President Donald Trump’s son Eric has long assured donors that his eponymous foundation uses Trump Organization “assets 100 percent free of charge,” ensuring more of their money goes straight to helping kids suffering from cancer. But in a report published Tuesday, Forbes found that wasn’t true.
For the past decade, the Eric Trump Foundation has raised money for St. Jude Children’s Research Hospital through an annual fundraiser at the Trump National Golf Club in Westchester County, New York. Each year, the Foundation uses the golf course for free while getting many of the fundraiser’s other costs comped, Eric Trump — who now co-leads the Trump Organization — told Forbes. But filings reviewed by Forbes belie Trump’s claims: According to the magazine, the Eric Trump Foundation has actually paid the Trump Organization more than $1.2 million over the last six years to use its properties for fundraising events.
Two people told Forbes that this was because Trump insisted his son pay to use the golf course for the charity event.

Information shown.
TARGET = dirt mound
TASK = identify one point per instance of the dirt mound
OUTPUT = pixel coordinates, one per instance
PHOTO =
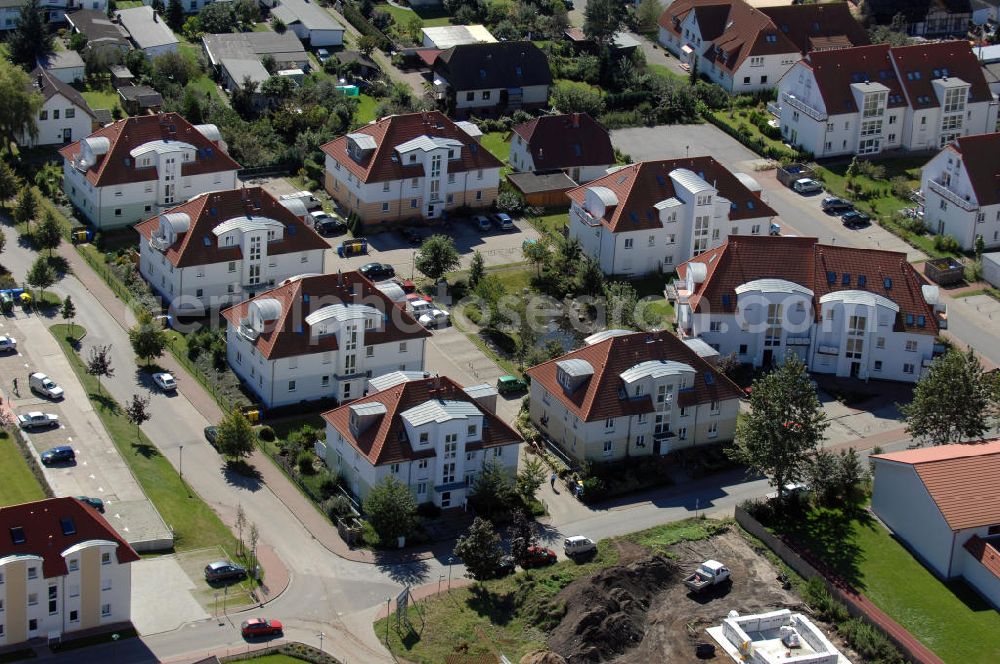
(606, 613)
(542, 657)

Task item. From the article on the Eric Trump Foundation, reproduce the passage that begins with the words containing "President Donald Trump’s" and ends with "that wasn’t true.".

Exercise result.
President Donald Trump’s son Eric has long assured donors that his eponymous foundation uses Trump Organization “assets 100 percent free of charge,” ensuring more of their money goes straight to helping kids suffering from cancer. But in a report published Tuesday, Forbes found that wasn’t true.